-- begin Excerpted text --

As a person who is becoming increasingly reluctant to learn additional programming languages; I'm very interested in any development being done to enhance the applicability, performance and versatility of those languages I do know.

This bit of news about Python was recently put up on ars technica. As a long-time user and fan of Python, I was quite happy to see this new initiative from Google.

Link: http://arstechnica.c...erformance-by-5x.ars


Google searches for holy grail of Python performance

Google's Python engineers have launched a new project called Unladen Swallow, which aims to bring a major performance boost to the Python programming language by making runtime speed five times faster. The project is being implemented as a branch of the conventional CPython runtime and will be fully source-compatible with regular Python applications and native extensions. This will make it possible to eventually merge the improvements into Python trunk.

-- end Excerpted text --

# [Work to complete]
a. According to the Python performance text, how much faster does the Unladen Swallow project aim to make Python's runtime speed?
b. Carry on the Python performance text from the point where it stops.
The material after this point is separate from the Python performance text.

-- begin Given data --

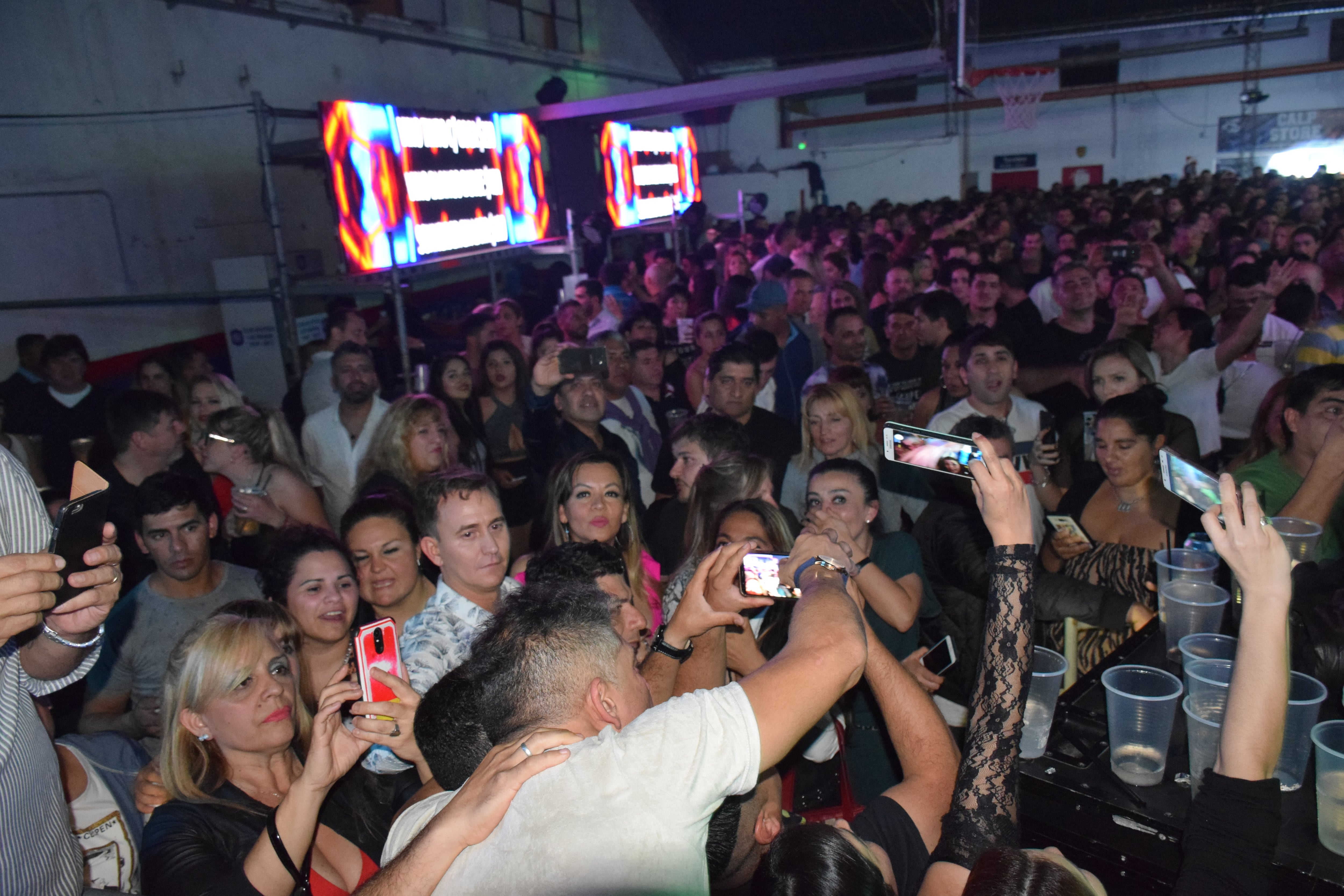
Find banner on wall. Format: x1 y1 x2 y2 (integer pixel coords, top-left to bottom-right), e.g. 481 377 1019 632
319 99 550 271
1218 109 1344 152
598 121 700 227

-- end Given data --

# [Answers per task]
a. Five times faster.

b.
The goal of the Unladen Swallow project is to use LLVM, the Low Level Virtual Machine compiler infrastructure, to build a just-in-time (JIT) compilation engine that can replace Python's own specialized virtual machine. This approach offers a number of significant advantages. As the developers describe in the project plan, the project will make it possible to transition Python to a register-based virtual machine and will pave the way for future optimizations.

What makes this very exciting (from a programming and career viewpoint) is this bit (emphasis added):

The Unladen Swallow developers hope that the project will eventually make it possible to use Python instead of C for a wider range of performance-sensitive tasks. They are building it on top of Python 2.6 (2.x is not dead yet) because it will allow many existing projects to adopt it and will also provide a clean glide path to Python 3.

 8)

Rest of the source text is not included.